--- begin ---

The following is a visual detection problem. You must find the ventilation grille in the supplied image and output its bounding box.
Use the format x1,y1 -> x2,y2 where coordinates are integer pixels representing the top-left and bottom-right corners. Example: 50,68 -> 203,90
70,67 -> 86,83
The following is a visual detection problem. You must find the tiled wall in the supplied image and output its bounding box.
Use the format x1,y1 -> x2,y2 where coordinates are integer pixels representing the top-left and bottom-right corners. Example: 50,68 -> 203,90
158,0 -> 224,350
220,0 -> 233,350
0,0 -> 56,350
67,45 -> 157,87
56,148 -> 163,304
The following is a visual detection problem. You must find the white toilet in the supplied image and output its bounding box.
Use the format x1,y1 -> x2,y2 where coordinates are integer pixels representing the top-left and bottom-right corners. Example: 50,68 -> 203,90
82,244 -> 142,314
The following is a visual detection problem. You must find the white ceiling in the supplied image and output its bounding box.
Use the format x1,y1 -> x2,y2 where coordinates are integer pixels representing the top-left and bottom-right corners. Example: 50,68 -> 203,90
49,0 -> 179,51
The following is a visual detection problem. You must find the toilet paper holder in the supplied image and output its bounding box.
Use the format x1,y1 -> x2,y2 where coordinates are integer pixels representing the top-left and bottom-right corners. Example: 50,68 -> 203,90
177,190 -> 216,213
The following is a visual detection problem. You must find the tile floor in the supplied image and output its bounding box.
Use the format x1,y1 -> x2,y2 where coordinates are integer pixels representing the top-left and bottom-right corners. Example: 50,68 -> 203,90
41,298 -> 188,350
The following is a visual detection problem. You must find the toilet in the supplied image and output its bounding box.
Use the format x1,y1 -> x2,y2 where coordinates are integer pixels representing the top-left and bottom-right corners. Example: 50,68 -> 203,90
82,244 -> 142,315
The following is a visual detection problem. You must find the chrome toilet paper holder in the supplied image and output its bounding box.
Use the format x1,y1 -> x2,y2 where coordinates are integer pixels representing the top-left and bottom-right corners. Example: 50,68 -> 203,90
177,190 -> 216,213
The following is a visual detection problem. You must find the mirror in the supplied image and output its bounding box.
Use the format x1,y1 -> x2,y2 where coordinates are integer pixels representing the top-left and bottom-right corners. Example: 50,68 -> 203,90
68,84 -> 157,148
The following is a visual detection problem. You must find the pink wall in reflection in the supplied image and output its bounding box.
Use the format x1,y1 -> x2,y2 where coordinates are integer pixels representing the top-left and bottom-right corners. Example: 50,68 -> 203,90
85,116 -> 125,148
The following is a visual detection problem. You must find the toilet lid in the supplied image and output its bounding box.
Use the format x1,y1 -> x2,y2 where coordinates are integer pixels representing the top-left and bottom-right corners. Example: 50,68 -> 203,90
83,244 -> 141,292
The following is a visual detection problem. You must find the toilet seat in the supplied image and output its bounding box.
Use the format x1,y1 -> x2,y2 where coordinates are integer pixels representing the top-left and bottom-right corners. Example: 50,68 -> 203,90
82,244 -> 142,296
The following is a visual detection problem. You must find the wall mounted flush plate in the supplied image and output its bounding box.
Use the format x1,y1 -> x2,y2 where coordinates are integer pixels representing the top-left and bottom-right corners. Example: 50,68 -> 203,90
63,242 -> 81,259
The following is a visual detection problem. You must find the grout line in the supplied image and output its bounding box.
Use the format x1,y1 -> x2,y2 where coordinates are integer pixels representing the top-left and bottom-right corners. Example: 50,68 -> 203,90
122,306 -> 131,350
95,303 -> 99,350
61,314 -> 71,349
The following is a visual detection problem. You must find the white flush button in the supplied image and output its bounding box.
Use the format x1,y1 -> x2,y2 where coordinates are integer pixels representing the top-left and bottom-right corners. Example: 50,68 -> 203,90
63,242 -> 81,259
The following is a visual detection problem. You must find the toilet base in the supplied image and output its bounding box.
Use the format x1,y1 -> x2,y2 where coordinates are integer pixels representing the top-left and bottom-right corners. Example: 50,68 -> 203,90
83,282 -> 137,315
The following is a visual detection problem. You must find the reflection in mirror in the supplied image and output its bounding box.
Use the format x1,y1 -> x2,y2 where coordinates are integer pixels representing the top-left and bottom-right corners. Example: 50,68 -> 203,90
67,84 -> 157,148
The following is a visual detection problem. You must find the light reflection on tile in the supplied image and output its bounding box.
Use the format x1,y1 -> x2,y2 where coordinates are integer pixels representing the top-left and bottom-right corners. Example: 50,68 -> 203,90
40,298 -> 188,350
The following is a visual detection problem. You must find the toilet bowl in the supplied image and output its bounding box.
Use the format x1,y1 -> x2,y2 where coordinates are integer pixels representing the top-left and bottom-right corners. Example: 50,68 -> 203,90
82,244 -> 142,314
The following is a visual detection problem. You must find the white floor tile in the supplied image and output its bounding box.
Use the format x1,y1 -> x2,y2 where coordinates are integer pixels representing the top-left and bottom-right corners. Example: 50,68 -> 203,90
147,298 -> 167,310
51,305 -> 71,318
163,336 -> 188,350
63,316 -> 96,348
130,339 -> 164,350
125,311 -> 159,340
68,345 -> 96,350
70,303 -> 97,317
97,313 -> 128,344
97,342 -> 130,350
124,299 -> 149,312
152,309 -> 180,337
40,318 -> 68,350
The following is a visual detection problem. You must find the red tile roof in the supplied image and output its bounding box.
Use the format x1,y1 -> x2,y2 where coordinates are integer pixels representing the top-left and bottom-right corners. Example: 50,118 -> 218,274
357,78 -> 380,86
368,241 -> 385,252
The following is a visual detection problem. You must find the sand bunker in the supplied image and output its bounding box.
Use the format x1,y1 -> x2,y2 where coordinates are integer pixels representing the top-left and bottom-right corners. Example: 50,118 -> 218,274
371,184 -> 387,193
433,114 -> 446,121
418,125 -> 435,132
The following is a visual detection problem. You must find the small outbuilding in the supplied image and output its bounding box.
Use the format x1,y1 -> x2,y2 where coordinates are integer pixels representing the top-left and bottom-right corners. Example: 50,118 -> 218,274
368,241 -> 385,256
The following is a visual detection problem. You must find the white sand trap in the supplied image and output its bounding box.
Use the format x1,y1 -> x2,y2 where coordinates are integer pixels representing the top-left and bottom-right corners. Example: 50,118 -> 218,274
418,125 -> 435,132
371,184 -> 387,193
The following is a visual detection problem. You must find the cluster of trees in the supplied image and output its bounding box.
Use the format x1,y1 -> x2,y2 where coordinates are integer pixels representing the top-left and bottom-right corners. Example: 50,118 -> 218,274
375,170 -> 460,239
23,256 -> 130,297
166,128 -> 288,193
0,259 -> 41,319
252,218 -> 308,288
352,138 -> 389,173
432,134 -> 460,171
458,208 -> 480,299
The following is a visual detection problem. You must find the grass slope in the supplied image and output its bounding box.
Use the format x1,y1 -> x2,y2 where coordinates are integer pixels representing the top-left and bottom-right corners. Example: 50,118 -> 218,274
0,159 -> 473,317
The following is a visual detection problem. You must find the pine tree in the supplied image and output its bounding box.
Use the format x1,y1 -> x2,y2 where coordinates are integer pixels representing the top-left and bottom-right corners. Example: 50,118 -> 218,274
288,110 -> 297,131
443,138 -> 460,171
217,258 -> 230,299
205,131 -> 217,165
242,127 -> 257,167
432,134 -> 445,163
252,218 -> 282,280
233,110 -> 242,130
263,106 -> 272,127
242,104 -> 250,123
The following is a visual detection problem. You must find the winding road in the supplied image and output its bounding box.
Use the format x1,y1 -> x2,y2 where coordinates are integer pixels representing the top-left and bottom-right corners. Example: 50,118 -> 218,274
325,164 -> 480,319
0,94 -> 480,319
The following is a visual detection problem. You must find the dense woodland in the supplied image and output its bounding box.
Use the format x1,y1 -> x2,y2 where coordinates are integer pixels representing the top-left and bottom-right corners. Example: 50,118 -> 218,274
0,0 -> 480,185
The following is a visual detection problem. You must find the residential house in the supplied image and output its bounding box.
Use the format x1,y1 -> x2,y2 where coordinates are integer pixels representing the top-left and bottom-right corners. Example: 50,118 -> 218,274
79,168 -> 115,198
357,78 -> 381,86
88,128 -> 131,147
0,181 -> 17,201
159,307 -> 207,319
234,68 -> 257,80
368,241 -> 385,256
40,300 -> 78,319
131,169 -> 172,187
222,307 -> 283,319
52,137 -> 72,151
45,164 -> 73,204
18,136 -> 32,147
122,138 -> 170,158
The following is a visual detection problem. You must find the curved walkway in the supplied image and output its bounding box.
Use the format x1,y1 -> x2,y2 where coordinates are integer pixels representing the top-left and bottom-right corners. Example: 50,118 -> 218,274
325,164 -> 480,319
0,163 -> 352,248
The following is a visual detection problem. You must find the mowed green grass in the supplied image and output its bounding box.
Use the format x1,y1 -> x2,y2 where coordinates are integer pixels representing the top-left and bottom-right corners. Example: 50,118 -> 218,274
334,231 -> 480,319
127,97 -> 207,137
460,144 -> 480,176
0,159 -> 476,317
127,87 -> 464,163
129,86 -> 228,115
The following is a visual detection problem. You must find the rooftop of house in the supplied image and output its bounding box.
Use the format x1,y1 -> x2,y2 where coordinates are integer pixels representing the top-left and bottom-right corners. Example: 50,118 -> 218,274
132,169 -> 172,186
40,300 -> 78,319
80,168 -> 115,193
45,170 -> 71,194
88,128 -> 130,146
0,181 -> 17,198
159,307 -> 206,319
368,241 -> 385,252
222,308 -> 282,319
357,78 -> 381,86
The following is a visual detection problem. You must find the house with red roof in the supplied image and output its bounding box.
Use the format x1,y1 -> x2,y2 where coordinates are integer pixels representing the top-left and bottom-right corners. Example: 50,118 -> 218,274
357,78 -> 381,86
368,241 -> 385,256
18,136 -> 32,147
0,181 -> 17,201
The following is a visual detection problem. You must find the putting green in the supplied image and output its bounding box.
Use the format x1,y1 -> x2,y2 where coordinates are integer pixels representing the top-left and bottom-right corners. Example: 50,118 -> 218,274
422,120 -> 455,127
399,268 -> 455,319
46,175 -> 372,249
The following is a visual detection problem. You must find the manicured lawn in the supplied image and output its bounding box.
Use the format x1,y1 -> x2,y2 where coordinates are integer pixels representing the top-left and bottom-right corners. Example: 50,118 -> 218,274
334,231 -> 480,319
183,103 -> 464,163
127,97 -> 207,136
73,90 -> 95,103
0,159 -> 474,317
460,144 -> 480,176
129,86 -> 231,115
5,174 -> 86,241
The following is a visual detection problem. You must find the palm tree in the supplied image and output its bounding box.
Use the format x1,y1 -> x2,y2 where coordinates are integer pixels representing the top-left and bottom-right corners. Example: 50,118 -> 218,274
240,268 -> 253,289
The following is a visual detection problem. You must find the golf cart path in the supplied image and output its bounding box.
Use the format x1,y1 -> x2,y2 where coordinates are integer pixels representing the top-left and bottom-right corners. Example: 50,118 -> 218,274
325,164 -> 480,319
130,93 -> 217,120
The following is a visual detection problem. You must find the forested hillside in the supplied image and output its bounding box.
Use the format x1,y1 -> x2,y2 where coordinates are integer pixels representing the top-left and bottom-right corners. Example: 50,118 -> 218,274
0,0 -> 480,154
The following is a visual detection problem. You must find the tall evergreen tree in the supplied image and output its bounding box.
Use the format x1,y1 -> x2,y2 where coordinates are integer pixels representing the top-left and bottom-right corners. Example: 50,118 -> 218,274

--- end ---

• REQUIREMENT
Please output the lines of the records from the line containing "find the grass" up to and including the line containing "242,104 -> 250,123" as a JSON list of strings, one string per line, with blank lines left out.

• COMPLETED EXERCISE
[
  "The following is a visual detection problem. You must find the grass slope in the supplied image and output its bounding box.",
  "Use the format x1,y1 -> x2,y2 where coordinates are integer pixels representing the top-left and bottom-right corners. Example: 50,118 -> 218,274",
  "0,159 -> 473,317",
  "The following is a visual detection problem. You must find the pine tree in the supplied image and output its bounding box.",
  "Use the format x1,y1 -> x2,y2 where coordinates are integer pixels representing the top-left and bottom-right corners. Example: 50,118 -> 218,274",
  "288,110 -> 297,131",
  "443,138 -> 460,171",
  "217,258 -> 230,299",
  "205,131 -> 217,165",
  "242,127 -> 257,167",
  "432,134 -> 445,163",
  "252,218 -> 282,280",
  "233,110 -> 242,130",
  "263,106 -> 272,127",
  "242,104 -> 250,123"
]